[Stated problem A]
Repeat the part of the car amplifier wiring thread that opens with the words containing "People do say" and closes with "down the car.".
[Stated problem B]
According to the car amplifier wiring thread, on which side is the cut in the foot well, and what does it come out behind?
[Stated problem C]
In the car amplifier wiring thread, list every cable the writer ran down the same side in the next car.

[Provided passage]
============================================================

Its good to know there is something cut in the foot well to save me the ache of drilling. Is that Drivers or passengers side? ) batttery side I assume?

Also, its been pointed out a lot of times I should run the audio cables to the opposite side of the power cable to the amp, any tips or ideas in how to run the audio cables from the HU via the drivers side. Is that even really needed at all?
 
Yeah, it's battery side so comes out behind the glove box. If you squeeze the glove box sides in then you can pull it down and it'll come out nearish to the fuse box in there.

People do say that you should run the cables to the opposite side and I did on that car. Power and amp remote from the head unit down the passenger side and RCA lead down the driver side. I just pulled the wires out from behind the head unit and into the driver's foot well (quite easy with the stock head unit out), cable tied the wire up in a couple of places so it didn't dangle down and then just popped the trim pieces off and ran it behind those and down the car.

I couldn't be bothered to do it with my next car though so just ran power, RCA, remote, reverse cam power and reverse cam video cables all down the same side. Never caused any issues with mine but then my kit isn't exactly top notch stuff. Still, there's no interference or anything that I can hear (or see on the reverse feed) anyway.

============================================================

[Information supplied]
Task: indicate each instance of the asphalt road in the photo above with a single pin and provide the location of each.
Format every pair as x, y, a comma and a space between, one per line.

============================================================

[Final answer A]
People do say that you should run the cables to the opposite side and I did on that car. Power and amp remote from the head unit down the passenger side and RCA lead down the driver side. I just pulled the wires out from behind the head unit and into the driver's foot well (quite easy with the stock head unit out), cable tied the wire up in a couple of places so it didn't dangle down and then just popped the trim pieces off and ran it behind those and down the car.

[Final answer B]
It is on the battery side and comes out behind the glove box.

[Final answer C]
- power
- RCA
- remote
- reverse cam power
- reverse cam video